To do = Output only the line that contains "grey wall stain" and the lines after it, all verbatim, through the last one below.

Working data =
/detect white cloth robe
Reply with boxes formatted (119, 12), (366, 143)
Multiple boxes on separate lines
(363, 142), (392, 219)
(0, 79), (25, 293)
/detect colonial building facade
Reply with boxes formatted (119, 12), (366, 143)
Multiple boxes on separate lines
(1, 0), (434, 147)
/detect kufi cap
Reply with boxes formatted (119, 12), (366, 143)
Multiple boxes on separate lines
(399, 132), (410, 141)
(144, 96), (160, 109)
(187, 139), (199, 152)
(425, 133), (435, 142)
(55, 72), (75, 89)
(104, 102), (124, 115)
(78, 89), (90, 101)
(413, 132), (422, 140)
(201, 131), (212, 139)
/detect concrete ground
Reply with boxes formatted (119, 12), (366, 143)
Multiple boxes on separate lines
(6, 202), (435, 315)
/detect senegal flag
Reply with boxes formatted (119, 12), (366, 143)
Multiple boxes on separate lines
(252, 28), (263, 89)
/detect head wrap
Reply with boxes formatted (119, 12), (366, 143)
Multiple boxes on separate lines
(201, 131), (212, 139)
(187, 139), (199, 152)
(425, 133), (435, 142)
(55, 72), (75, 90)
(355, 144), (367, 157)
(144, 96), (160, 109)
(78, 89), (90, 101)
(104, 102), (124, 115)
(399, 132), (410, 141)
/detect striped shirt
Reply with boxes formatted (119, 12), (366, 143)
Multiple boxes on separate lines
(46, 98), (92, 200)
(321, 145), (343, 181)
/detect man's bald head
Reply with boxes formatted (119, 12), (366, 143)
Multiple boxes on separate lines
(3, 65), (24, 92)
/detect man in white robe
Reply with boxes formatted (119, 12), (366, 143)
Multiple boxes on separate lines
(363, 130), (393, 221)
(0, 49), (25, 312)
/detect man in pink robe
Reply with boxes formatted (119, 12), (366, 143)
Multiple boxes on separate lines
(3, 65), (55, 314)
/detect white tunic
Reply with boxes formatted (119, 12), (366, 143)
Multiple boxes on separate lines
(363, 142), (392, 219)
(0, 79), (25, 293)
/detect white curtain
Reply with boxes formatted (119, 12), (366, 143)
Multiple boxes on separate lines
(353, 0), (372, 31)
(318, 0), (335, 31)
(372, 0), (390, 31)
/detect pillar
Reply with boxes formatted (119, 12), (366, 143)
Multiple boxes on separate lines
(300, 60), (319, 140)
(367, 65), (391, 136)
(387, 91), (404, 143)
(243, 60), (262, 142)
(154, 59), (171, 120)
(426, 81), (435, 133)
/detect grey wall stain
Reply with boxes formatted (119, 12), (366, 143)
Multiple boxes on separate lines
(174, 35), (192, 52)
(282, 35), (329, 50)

Output of the task =
/detect grey wall stain
Reply with boxes formatted (119, 12), (366, 143)
Multiple boxes on separate lines
(174, 35), (192, 52)
(282, 35), (329, 50)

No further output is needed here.